WHAT YOU NEED TO DO:
Reproduce each line of the material precisely.

++++ EXERCISE DATA

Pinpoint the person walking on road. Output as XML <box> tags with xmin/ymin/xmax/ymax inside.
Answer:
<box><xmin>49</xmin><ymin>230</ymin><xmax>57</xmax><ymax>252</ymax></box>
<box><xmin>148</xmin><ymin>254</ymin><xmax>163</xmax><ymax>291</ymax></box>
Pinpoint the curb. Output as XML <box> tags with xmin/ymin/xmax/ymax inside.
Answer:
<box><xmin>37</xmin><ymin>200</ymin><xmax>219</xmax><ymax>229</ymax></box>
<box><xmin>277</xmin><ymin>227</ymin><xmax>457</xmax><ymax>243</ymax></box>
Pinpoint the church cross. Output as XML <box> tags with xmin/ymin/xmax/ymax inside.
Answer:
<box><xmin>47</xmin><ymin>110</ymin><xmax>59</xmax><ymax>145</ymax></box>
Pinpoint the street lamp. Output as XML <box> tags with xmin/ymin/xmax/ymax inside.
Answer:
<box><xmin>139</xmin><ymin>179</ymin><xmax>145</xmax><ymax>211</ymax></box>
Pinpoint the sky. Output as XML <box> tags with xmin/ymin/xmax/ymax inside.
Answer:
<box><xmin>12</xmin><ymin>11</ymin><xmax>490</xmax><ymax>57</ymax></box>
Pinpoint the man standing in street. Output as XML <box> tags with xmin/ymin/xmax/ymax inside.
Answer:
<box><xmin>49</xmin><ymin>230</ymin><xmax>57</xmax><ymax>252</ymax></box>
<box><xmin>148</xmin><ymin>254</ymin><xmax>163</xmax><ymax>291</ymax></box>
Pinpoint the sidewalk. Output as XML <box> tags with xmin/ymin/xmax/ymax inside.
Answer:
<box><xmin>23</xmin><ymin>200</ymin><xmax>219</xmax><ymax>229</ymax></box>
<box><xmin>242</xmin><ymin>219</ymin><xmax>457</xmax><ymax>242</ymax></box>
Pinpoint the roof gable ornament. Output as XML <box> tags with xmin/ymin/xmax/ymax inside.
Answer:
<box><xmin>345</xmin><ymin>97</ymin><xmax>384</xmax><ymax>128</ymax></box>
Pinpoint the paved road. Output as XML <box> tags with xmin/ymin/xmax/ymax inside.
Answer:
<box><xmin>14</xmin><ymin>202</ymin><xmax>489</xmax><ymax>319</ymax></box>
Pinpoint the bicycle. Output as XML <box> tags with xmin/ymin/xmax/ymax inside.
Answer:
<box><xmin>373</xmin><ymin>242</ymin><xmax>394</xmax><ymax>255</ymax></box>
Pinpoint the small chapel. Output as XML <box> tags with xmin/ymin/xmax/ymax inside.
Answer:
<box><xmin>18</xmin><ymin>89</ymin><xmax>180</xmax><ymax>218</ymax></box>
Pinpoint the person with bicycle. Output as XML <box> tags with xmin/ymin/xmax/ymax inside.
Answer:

++++++++

OUTPUT:
Pinpoint the person walking on road. Output as XML <box> tags with xmin/ymin/xmax/ymax inside.
Answer:
<box><xmin>49</xmin><ymin>230</ymin><xmax>57</xmax><ymax>252</ymax></box>
<box><xmin>148</xmin><ymin>254</ymin><xmax>163</xmax><ymax>291</ymax></box>
Pinpoint the curb. Output as XML <box> tags with xmin/ymin/xmax/ymax inside.
Answer:
<box><xmin>37</xmin><ymin>200</ymin><xmax>219</xmax><ymax>229</ymax></box>
<box><xmin>277</xmin><ymin>227</ymin><xmax>457</xmax><ymax>243</ymax></box>
Pinpoint the church cross. Output as XML <box> tags with xmin/ymin/xmax/ymax inside.
Answer:
<box><xmin>47</xmin><ymin>110</ymin><xmax>59</xmax><ymax>145</ymax></box>
Pinpoint the street lamp. Output as XML <box> tags with xmin/ymin/xmax/ymax inside.
Answer:
<box><xmin>139</xmin><ymin>179</ymin><xmax>145</xmax><ymax>211</ymax></box>
Pinpoint the sky. Output as XML <box> tags with xmin/ymin/xmax/ymax inside.
Answer:
<box><xmin>12</xmin><ymin>11</ymin><xmax>490</xmax><ymax>57</ymax></box>
Pinpoint the man standing in street. Output as XML <box> tags with xmin/ymin/xmax/ymax inside.
Answer:
<box><xmin>49</xmin><ymin>230</ymin><xmax>57</xmax><ymax>252</ymax></box>
<box><xmin>148</xmin><ymin>254</ymin><xmax>163</xmax><ymax>291</ymax></box>
Pinpoint the sidewalk. Output as XML <box> tags with xmin/ymin/xmax/ymax inside.
Answer:
<box><xmin>23</xmin><ymin>200</ymin><xmax>219</xmax><ymax>229</ymax></box>
<box><xmin>242</xmin><ymin>219</ymin><xmax>457</xmax><ymax>242</ymax></box>
Pinpoint the roof gable ornament. Output as XML <box> tags with xmin/ymin/xmax/ymax inside.
Answer:
<box><xmin>345</xmin><ymin>97</ymin><xmax>384</xmax><ymax>128</ymax></box>
Pinpoint the paved road. Output as XML <box> tags with xmin/ymin/xmax/ymax inside.
Answer:
<box><xmin>14</xmin><ymin>202</ymin><xmax>489</xmax><ymax>319</ymax></box>
Pinpoint the bicycle. Output as XML <box> tags with xmin/ymin/xmax/ymax inside.
Answer:
<box><xmin>373</xmin><ymin>242</ymin><xmax>394</xmax><ymax>255</ymax></box>
Pinpoint the small chapel. Output as XML <box> tags with xmin/ymin/xmax/ymax inside.
Answer:
<box><xmin>18</xmin><ymin>89</ymin><xmax>180</xmax><ymax>218</ymax></box>
Pinpoint the person with bicycle. Output as XML <box> tags with xmin/ymin/xmax/ymax inside.
Answer:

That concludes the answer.